##### Provided entries

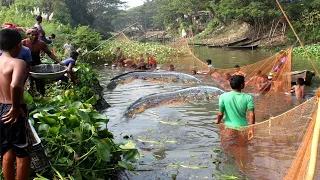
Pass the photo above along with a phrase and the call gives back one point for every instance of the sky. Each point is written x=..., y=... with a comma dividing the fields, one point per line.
x=134, y=3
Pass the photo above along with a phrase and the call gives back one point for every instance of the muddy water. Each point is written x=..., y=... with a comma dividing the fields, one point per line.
x=175, y=141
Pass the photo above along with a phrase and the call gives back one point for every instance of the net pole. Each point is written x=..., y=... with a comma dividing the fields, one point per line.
x=295, y=33
x=315, y=143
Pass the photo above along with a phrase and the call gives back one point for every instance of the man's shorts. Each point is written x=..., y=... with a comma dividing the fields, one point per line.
x=14, y=136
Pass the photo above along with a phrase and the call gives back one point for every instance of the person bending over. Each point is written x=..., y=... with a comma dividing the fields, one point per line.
x=237, y=71
x=36, y=46
x=14, y=134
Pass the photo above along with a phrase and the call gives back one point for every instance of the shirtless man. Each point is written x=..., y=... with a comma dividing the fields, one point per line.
x=36, y=46
x=13, y=124
x=40, y=29
x=237, y=71
x=264, y=84
x=299, y=89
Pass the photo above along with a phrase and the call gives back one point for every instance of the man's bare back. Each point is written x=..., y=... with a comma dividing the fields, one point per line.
x=12, y=73
x=299, y=91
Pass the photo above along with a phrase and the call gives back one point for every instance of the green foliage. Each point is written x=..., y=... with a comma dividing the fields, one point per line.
x=85, y=38
x=211, y=27
x=313, y=51
x=74, y=134
x=132, y=50
x=248, y=11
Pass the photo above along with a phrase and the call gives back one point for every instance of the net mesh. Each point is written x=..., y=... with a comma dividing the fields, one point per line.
x=281, y=145
x=121, y=37
x=275, y=146
x=276, y=68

##########

### Task details
Word for word, reproduce the material above and omit each image.

### Result of this exercise
Pass the photo above along with a phrase and the call gives back one point for every instance of the sky. Each point is written x=..., y=... with a comma dividing the fields, one point per line.
x=134, y=3
Pass the photo above along with a phrase and the call gives back one point for every instance of the muddy water. Each point is written x=..., y=... with a comma dividing the fields, one point per line.
x=175, y=141
Pass the photo above along with a phrase and the call gives back one point for every instance of the net pole. Each point is written x=..., y=... with a comma dividing the fields, one point per line.
x=295, y=33
x=315, y=143
Pass the photo above along with a phrase and the call gives back one point for every instance of the man's shorts. Each point is written x=..., y=... with a comma dividing the fields, one point per line.
x=14, y=136
Pass the photo above along with a phrase and the call gives back one point for every instance of the person bending over. Each point is written x=..., y=... with a comma dividing the fields, one point per line.
x=237, y=71
x=36, y=46
x=14, y=134
Pass the photo above along with a phrase and the call gives back one point for every instance of the shirtless man. Each point is written x=..., y=... with a comma dividing the fields, one point per line.
x=36, y=46
x=13, y=124
x=40, y=29
x=237, y=71
x=264, y=84
x=299, y=89
Pass the photo above along with a phrase and the call gives back one point for every instance of the man's bare back. Each point is written x=..., y=... with a comma dividing the fields, one point per line.
x=12, y=73
x=299, y=91
Pass the photo above along with a phrase and the call gives back one point for every instance of the green foliage. Each point is written x=..., y=... with a comma dividing the fields, one point per line.
x=85, y=38
x=211, y=27
x=313, y=51
x=74, y=134
x=132, y=50
x=248, y=11
Pass the photo above along with a phrase and the call gives back one point for every instance of the net mesh. Each point is written x=..., y=... with a comma dividing the fields, one point per line.
x=281, y=145
x=121, y=37
x=275, y=146
x=276, y=68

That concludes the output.